課題文 -
• • • •

1959年創業以来、1度も赤字を出したことがないという京セラの経営の裏には、創業者である稲盛和夫氏が発案、実行したアメーバ経営と呼ばれる手法がありました。経営不振に陥っていたJALをはじめ、いくつかの企業をV字回復させてきたこの「アメーバ経営」とは一体どのようなものなのでしょうか。その本質や成功事例、失敗事例についても細かく紹介します。
アメーバ経営とはなにか
アメーバ経営は、会社組織を「アメーバ」と呼ばれる細かい集団に細分化し、各アメーバのリーダーが経営者のように細分化されたアメーバの経営を行います。
小組織の利益最大化を測ること
アメーバを構成するリーダーとメンバーは、自身の携わる小組織(アメーバ)の利益最大化を図ることにより、創意工夫を行いながら、日々の仕事に取り組むようになるというシステムを指します。
稲盛和夫氏が実体験に基づき、発案された経営管理システム
この経営手法は京セラや第二電電(KDDIの前身となる企業)を創業した稲盛和夫氏が、会社を運営する実体験に基づき発案した手法です。
稲盛氏は「会社経営を一部の経営上部層のみで行うのではなく、すべての社員が経営に関わるものだ」との考えに基づき、「会社の組織を可能な限り細分化し、細分化されたそれぞれの組織の成果物をわかりやすく示すことで、全社員の経営参加を促す経営管理システムである。」と考えています。
アメーバ経営の本質とは
会計を正しく理解すること
アメーバ経営の本質は「会計を正しく理解する」ということにあります。稲盛氏は会計を企業が目標に到達するための羅針盤であると考えており、すべての社員が羅針盤に基づき同じ方向を向いてオールを漕ぐことで目標の達成と企業成長が実現できると考えています。
社員全員が経営に参加すること
この事から、すべての社員が羅針盤を意識するために、社員全員が経営に参加することのできるアメーバ経営を推進しています。そして、会計がマイナスに転じた時には進むべき方向を間違えているという認識を持つことが大切であるという認識のもとに経営を行っています。
経営管理手法がアメーバ経営ですが、同じような組織の概念として最近話題なのが「ティール組織」です。不確実性の高い時代だからこそ、コントロールせずに個々人の意識に任せるというものです。こちらも合わせてどうぞ。
目的とは
社員個々が持っている能力を最大限発揮すること
アメーバ経営では、社員個々が持っている能力を最大限発揮できる社内環境の実現を目的としています。企業が継続して発展するためには、すべての社員が1つの目的のために協力しあえる風土を形成することが重要です。
個々の社員が経営に携わっているという認識を高めること
これは、すべての社員が経営に参加し、個々の社員が経営に携わっているという認識を高めることが必要になります。そうすることで、自身の所属する小組織、さらには、会社全体のために努力し続けることができるのです。
批判される内容とは
アメーバ経営下においては各個人が経営者としての行動を取るため、しばしば勤務時間や休日等を考えずに小組織の利益最大化を図ろうとします。
外部からそのような動きを見たときにある種会社に隷属していると見受けられてしまい、アメーバ経営は社長のワンマン経営であるとの批判を受けることがあります。

• • • •

(セグメンテーションマスクのデータ)
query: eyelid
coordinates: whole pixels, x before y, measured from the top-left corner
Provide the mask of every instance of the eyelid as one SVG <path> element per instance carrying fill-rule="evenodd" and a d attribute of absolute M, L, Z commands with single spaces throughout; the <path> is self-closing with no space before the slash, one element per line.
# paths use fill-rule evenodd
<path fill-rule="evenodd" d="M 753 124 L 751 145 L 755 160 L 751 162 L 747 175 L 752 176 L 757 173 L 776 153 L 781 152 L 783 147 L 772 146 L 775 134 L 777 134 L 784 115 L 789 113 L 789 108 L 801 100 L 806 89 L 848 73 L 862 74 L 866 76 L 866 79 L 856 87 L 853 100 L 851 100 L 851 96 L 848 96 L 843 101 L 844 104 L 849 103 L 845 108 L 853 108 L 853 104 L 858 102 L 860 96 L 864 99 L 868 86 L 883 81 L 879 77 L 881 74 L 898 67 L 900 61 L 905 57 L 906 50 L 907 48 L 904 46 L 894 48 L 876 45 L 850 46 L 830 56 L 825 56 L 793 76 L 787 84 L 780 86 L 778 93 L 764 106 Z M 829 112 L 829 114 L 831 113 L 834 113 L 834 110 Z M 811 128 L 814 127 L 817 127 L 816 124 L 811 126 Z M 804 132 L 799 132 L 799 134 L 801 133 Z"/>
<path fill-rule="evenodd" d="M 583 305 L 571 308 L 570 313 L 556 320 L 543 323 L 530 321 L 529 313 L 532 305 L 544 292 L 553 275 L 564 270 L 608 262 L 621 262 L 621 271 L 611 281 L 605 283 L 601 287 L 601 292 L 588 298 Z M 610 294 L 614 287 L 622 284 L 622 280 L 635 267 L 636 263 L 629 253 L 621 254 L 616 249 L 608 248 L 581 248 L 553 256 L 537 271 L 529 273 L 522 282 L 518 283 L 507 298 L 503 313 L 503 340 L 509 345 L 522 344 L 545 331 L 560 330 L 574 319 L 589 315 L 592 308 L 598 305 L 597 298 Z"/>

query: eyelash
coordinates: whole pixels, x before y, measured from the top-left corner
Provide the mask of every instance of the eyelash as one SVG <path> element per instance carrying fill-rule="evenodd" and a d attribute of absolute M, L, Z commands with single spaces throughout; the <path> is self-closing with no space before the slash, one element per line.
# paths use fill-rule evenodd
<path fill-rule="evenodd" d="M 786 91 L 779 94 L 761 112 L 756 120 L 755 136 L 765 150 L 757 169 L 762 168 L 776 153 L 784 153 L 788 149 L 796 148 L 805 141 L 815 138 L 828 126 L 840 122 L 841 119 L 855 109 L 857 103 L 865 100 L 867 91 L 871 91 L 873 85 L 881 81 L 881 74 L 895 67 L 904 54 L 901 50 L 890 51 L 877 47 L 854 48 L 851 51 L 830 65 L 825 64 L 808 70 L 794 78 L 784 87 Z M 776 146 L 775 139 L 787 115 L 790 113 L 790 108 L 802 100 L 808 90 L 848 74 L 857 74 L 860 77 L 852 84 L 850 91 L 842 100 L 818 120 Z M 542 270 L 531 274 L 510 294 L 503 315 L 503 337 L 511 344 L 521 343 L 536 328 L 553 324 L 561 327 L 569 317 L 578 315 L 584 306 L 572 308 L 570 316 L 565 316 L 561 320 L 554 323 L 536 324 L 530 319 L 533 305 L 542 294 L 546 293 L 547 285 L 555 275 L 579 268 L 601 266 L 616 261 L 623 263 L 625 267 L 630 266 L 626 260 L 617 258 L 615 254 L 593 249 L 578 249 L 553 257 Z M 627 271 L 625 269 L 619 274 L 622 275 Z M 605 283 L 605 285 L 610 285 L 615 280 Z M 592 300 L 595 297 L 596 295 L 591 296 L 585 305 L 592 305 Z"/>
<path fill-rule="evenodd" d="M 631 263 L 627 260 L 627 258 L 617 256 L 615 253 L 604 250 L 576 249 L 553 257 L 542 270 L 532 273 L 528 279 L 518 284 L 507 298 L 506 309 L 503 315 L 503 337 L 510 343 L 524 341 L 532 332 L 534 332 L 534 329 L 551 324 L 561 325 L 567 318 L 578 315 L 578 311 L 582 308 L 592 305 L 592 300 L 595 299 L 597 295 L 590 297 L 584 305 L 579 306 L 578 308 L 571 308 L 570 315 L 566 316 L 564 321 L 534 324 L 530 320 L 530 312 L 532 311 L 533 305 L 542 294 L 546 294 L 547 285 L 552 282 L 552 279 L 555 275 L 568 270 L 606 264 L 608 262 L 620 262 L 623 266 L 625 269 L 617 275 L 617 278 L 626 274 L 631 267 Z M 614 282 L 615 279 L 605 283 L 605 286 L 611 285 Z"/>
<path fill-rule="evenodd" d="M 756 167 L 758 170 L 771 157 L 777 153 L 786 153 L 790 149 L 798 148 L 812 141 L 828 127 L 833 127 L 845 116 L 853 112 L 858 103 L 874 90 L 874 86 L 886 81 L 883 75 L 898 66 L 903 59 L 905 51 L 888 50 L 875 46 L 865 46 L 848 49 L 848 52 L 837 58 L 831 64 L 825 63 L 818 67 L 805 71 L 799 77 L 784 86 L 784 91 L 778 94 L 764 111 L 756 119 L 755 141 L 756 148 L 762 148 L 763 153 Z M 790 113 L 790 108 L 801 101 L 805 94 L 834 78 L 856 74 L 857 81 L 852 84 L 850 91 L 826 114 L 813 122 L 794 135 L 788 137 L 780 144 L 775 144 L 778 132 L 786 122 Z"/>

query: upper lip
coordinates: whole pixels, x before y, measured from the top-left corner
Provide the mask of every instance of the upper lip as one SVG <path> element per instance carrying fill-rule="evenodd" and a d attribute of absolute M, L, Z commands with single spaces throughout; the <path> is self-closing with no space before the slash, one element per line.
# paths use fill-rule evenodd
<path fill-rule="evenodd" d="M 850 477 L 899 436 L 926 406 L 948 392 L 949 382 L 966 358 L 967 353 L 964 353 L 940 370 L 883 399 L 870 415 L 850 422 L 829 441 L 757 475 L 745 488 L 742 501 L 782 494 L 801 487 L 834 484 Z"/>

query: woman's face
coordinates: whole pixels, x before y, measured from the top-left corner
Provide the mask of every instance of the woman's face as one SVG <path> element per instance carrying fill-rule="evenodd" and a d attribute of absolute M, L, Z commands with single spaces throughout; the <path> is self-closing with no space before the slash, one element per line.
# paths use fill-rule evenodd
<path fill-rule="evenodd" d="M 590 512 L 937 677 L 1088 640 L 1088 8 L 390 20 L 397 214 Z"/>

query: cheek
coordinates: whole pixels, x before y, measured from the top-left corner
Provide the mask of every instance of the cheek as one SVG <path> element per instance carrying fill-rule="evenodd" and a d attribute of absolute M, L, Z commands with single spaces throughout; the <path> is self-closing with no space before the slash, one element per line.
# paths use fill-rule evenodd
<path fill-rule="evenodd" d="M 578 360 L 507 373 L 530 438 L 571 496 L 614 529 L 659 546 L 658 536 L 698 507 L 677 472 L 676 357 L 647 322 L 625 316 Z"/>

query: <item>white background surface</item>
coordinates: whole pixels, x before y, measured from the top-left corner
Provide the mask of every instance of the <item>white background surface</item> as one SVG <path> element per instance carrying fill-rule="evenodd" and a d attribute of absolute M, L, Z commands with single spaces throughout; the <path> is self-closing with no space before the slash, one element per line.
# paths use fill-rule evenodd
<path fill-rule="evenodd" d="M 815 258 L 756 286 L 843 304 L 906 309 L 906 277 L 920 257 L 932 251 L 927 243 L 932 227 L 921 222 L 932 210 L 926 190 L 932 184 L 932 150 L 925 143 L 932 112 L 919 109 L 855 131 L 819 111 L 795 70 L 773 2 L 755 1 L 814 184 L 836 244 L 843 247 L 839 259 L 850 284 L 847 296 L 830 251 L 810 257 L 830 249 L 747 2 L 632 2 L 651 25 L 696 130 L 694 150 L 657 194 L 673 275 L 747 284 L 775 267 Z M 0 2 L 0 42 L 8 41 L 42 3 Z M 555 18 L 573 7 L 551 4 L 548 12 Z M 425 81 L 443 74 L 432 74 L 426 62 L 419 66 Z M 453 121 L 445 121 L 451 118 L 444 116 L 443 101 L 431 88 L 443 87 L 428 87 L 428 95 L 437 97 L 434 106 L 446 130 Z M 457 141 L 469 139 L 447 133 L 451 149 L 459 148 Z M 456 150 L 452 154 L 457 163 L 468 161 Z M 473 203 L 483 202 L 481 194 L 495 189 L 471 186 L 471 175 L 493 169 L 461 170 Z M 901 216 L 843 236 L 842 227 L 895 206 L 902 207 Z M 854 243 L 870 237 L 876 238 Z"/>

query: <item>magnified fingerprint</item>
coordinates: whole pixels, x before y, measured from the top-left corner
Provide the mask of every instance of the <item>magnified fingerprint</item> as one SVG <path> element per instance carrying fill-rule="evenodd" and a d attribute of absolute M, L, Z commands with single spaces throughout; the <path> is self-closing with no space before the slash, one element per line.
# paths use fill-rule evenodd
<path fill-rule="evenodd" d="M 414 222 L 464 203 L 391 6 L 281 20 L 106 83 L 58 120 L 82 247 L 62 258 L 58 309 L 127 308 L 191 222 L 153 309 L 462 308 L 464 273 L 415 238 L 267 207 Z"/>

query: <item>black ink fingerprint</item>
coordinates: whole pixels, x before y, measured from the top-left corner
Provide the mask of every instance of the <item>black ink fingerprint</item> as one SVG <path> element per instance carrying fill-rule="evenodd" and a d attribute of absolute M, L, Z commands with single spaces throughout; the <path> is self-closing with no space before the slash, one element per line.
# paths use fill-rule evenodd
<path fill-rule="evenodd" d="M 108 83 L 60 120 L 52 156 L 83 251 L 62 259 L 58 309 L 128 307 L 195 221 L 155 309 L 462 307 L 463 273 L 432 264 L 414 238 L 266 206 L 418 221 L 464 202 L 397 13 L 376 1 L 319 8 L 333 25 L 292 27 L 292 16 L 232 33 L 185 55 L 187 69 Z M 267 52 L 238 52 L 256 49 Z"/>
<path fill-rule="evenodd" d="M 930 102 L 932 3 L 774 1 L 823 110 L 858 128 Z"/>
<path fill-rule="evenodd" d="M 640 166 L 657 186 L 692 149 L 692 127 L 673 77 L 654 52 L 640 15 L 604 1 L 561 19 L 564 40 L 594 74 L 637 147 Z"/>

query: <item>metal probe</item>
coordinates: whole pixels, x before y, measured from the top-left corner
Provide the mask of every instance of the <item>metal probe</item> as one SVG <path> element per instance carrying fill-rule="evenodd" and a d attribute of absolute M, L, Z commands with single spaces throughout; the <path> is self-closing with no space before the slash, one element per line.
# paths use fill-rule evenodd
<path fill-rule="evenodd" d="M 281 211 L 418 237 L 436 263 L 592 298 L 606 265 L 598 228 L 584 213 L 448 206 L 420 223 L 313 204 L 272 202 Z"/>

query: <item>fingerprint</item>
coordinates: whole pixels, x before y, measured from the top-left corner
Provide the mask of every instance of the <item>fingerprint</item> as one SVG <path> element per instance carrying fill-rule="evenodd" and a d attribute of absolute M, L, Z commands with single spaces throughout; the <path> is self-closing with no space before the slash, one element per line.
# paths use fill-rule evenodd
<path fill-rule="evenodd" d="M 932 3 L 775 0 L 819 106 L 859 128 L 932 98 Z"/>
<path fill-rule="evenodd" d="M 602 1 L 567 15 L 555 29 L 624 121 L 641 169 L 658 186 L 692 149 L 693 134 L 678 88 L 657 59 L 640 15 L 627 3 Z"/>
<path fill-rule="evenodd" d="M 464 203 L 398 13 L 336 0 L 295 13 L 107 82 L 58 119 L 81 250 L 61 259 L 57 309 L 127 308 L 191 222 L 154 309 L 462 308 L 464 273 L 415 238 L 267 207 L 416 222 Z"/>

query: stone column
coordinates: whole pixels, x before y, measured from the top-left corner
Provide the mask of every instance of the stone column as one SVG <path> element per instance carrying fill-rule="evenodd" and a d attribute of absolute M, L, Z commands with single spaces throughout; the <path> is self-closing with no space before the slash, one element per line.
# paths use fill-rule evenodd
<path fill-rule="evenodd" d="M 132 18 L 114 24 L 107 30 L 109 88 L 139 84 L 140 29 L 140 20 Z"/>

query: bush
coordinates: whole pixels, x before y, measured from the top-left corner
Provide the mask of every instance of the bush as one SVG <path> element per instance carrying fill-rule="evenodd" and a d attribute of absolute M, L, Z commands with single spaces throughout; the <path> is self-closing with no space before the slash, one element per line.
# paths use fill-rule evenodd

• • • •

作業内容 -
[1] アメーバ経営の文章のうち、「小組織の利益最大化を測ること」で始まり「が実現できると考えています。」で終わる部分を、一字も変えずに書き出すこと。
[2] アメーバ経営の文章によれば、アメーバ経営の本質は何にあるか。
[3] アメーバ経営の文章を、最後の文のあとから書き進めること。

解答 -
[1]
小組織の利益最大化を測ること
アメーバを構成するリーダーとメンバーは、自身の携わる小組織(アメーバ)の利益最大化を図ることにより、創意工夫を行いながら、日々の仕事に取り組むようになるというシステムを指します。
稲盛和夫氏が実体験に基づき、発案された経営管理システム
この経営手法は京セラや第二電電(KDDIの前身となる企業)を創業した稲盛和夫氏が、会社を運営する実体験に基づき発案した手法です。
稲盛氏は「会社経営を一部の経営上部層のみで行うのではなく、すべての社員が経営に関わるものだ」との考えに基づき、「会社の組織を可能な限り細分化し、細分化されたそれぞれの組織の成果物をわかりやすく示すことで、全社員の経営参加を促す経営管理システムである。」と考えています。
アメーバ経営の本質とは
会計を正しく理解すること
アメーバ経営の本質は「会計を正しく理解する」ということにあります。稲盛氏は会計を企業が目標に到達するための羅針盤であると考えており、すべての社員が羅針盤に基づき同じ方向を向いてオールを漕ぐことで目標の達成と企業成長が実現できると考えています。

[2] 会計を正しく理解することにある。

[3]
京セラの事例
京セラではまず、各部門を更に細分化し、社内にいくつもの中小企業が点在するような組織体制に変更しました。また、細分化した部門にリーダーをおき、経営者としての視点を持つ社員を増やし、部門間での社内売買制度を制定したのです。
部門間の取引でも仮想の売上計上
製造部門が多かった京セラでは、各部門で製造した部品を、中小企業同士が売買を行うように、部門間での取引でも仮想の売上が計上できるようにルールを定めました。
これにより、自分たちの成果物がどのくらいの売上になったのかをすばやく、直感的に把握することができるようになり、より自身が所属する小組織への貢献を明確にしました。
生産スピードの向上・エラー対応を迅速に
これを小組織ごとに行った結果、企業全体として見たときに大きな成果物をすばやく生産でき、また、エラーが出たときにも的確に対応できる会社となったのです。
JALの事例
JALフィロソフィーの作成
事実上倒産を迎えたJALをV字回復させたのも、アメーバ経営の導入によるものでした。同社の代表として就任した稲盛氏は、JAL全体としての共通意識が欠けていることに着目し、「JALフィロソフィー」という共通認識を作成し、社員への徹底を図りました。
帰属意識・当事者意識を高めた
その上で、事業部を細分化し、倒産時にかけていた社員ひとり一人の会社への帰属意識と当事者意識を強めることにより、赤字続きだった同社を黒字にV字回復させたのです。
ワタベウェディングの事例
総合結婚サービスを提供する大手のワタベウエディングは1990年代からアメーバ経営の手法を導入してきたのですが、事業拡大に伴い、アメーバ経営手法の見直しが必要となりました。
1店舗毎を1アメーバとして捉え運用
ワタベウエディングでは、1店舗毎を1アメーバとして捉え運用していたのですが、長年に渡るアメーバ経営の継続により、アメーバ経営を行うこと自体が目的となっていました。
その背景には、店舗毎の立地や従業員数、キャパシティなどの格差にもかかわらず、すべて同じ土俵に上げて管理を行っていた体制にあるということがわかりました。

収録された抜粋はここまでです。